→ **Kurze Aufgabe**: Setze den Text über mögliche Kursmanipulationen bei Aktien im OTC-Handel nach seinem letzten Satz fort.

→ **Zitierter Text**:
▶

Kursmanipulationen sind nicht ausgeschlossen

So werden Aktienkurse der Firma TES am so genannten OTC-Bulletin-Board notiert. „Die dort gelisteten Unternehmen haben in der Öffentlichkeit nahezu keinen Bekanntheitsgrad“, weiß Jurist Busch. Deshalb schenke auch die einschlägige Börsenpresse solchen Werten keine Beachtung. „Für den Privatanleger ist es sehr schwer, den Kursverlauf seiner Aktien nachzuvollziehen, da entsprechende Informationen nur über den Wertpapierhändler selbst zu beziehen sind“, ergänzt Busch.

◀

→ **Vorliegende Daten**:

▶

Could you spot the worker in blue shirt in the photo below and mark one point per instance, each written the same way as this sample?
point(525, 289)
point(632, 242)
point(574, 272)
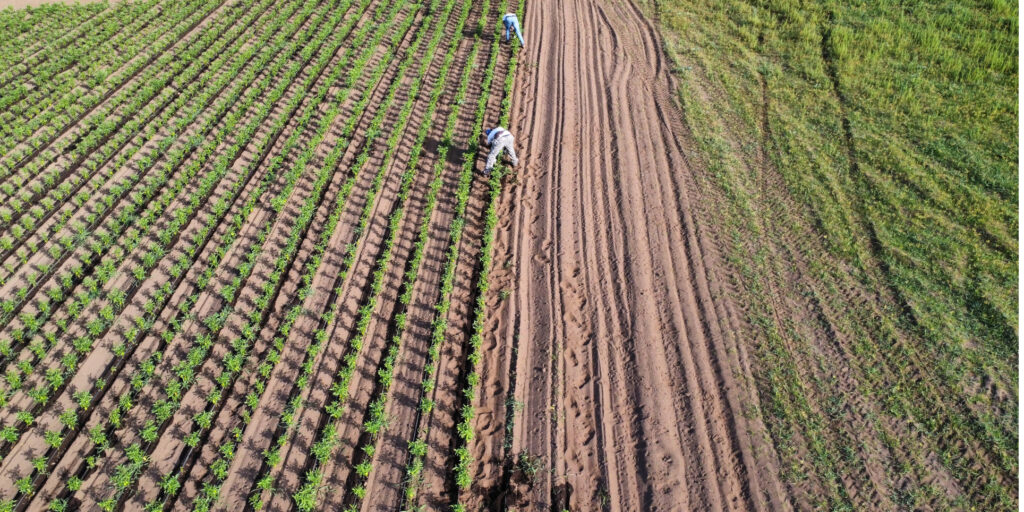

◀

→ **Antwort zur Aufgabe**:
Darüber hinaus besteht die Gefahr, dass der Anleger durch Kursmanipulationen geschädigt wird. Das Risiko ist schon bei der Festsetzung des Verkaufspreises vorhanden: Die Erstkäufer derartiger Aktien erhalten üblicherweise einen Abschlag. Dieser Rabatt wird bei noch nicht gehandelten Aktien auf den Wert gewährt, der sich aus einer Aktienanalyse oder Unternehmensstudie ergibt. Wird eine Aktienkategorie des Emittenten bereits am OTC-Markt gehandelt, wird ein Abschlag zum aktuellen Börsenkurs gewährt, der bis zu 40 Prozent betragen kann. Da dem Anleger in der Regel die Aktienkaufverträge zwischen Vermittler und Emittent nicht vorgelegt werden, erfährt er aber zu keiner Zeit, zu welchem Kurs oder mit welchem Abschlag der Vermittler die Aktien eingekauft hat. „Um jedoch auch dem Anleger eine Investition in eine Privatplatzierung schmackhaft zu machen, muss der Abschlag, den der Vermittler vom Emittenten erhält, an den Anleger weitergegeben werden“, erklärt Busch.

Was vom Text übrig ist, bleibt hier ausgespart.